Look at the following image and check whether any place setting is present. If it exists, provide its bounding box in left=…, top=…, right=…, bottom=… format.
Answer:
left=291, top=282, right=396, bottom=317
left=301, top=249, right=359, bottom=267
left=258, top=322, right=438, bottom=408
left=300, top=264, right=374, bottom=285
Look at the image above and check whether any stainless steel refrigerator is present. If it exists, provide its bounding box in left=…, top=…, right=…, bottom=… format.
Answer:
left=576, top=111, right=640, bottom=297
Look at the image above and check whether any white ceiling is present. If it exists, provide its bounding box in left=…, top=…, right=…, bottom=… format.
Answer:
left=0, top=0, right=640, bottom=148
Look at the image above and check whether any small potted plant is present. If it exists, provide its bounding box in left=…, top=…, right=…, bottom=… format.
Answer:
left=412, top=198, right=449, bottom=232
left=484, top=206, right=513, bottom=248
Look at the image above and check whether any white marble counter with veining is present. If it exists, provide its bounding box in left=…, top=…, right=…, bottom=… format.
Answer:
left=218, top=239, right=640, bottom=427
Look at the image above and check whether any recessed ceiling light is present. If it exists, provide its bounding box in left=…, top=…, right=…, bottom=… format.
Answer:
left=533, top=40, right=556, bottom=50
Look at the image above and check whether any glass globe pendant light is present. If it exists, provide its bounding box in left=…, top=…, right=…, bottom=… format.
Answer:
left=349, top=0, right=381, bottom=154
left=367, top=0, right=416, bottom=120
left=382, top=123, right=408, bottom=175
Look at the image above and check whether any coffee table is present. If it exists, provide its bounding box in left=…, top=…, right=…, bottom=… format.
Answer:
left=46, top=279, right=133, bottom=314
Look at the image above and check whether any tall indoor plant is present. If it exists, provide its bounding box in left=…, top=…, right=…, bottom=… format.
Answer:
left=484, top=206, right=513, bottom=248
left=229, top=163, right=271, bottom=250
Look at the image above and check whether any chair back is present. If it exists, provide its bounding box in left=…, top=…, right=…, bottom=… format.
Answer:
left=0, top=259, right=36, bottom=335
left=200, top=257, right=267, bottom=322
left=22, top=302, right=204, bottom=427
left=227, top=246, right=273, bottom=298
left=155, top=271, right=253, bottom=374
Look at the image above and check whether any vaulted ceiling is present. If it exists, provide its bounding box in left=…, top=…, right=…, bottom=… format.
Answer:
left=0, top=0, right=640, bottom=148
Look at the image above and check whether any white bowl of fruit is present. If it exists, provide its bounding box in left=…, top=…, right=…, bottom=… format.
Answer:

########################################

Convert every line of the material above into a Markdown table, skipping blank lines. Use two columns: "Number" for the row number and "Content" for the line.

# WRITTEN SOLUTION
| Number | Content |
|---|---|
| 1 | Look at the following image and check whether any place setting is present. If it exists, provide its bounding box in left=…, top=…, right=…, bottom=… format. |
| 2 | Answer: |
| 3 | left=291, top=282, right=396, bottom=317 |
| 4 | left=301, top=249, right=359, bottom=267 |
| 5 | left=258, top=322, right=438, bottom=408 |
| 6 | left=300, top=264, right=374, bottom=285 |
| 7 | Look at the image above and check whether any stainless steel refrigerator is present. If it exists, provide its bounding box in left=…, top=…, right=…, bottom=… format. |
| 8 | Answer: |
| 9 | left=576, top=111, right=640, bottom=297 |
| 10 | Look at the image above and check whether any white ceiling is present. If it exists, provide its bounding box in left=…, top=…, right=…, bottom=… format. |
| 11 | Answer: |
| 12 | left=0, top=0, right=640, bottom=148 |
| 13 | Look at the image above and check whether any small potted plant is present. If it exists, provide its bounding box in left=…, top=…, right=…, bottom=… format. |
| 14 | Answer: |
| 15 | left=412, top=198, right=449, bottom=232 |
| 16 | left=484, top=206, right=513, bottom=248 |
| 17 | Look at the image above and check whether any white marble counter with veining is present. If it exists, provide its bounding box in left=…, top=…, right=…, bottom=… format. |
| 18 | Answer: |
| 19 | left=218, top=239, right=640, bottom=427 |
| 20 | Look at the image above and check whether any recessed ceiling light is present. If it exists, provide its bounding box in left=…, top=…, right=…, bottom=… format. |
| 21 | Answer: |
| 22 | left=533, top=40, right=556, bottom=50 |
| 23 | Look at the image above and check whether any glass globe pendant light is present. If it exists, provide its bounding box in left=…, top=…, right=…, bottom=… format. |
| 24 | Answer: |
| 25 | left=349, top=0, right=381, bottom=154 |
| 26 | left=367, top=0, right=416, bottom=120 |
| 27 | left=382, top=123, right=408, bottom=175 |
| 28 | Look at the image above and check whether any coffee table is present. If it exists, provide its bounding box in left=…, top=…, right=…, bottom=… format. |
| 29 | Answer: |
| 30 | left=46, top=279, right=133, bottom=314 |
| 31 | Look at the image above and check whether any tall indoor plant is present. If it exists, provide its bounding box in left=…, top=…, right=…, bottom=… format. |
| 32 | Answer: |
| 33 | left=484, top=206, right=513, bottom=248 |
| 34 | left=229, top=163, right=271, bottom=250 |
| 35 | Look at the image above and check whether any chair back is present. If it exists, provide its bounding box in left=…, top=…, right=…, bottom=… format. |
| 36 | Answer: |
| 37 | left=0, top=259, right=36, bottom=335 |
| 38 | left=200, top=257, right=267, bottom=322 |
| 39 | left=22, top=302, right=204, bottom=427 |
| 40 | left=227, top=246, right=273, bottom=298 |
| 41 | left=155, top=271, right=253, bottom=374 |
| 42 | Look at the image above and check whether any vaulted ceiling is present. If it exists, provide its bounding box in left=…, top=…, right=…, bottom=… format. |
| 43 | Answer: |
| 44 | left=0, top=0, right=640, bottom=148 |
| 45 | Look at the image above and check whether any white bowl of fruit is present. If it exists, provide its bounding box in left=…, top=…, right=…, bottom=… format. |
| 46 | Answer: |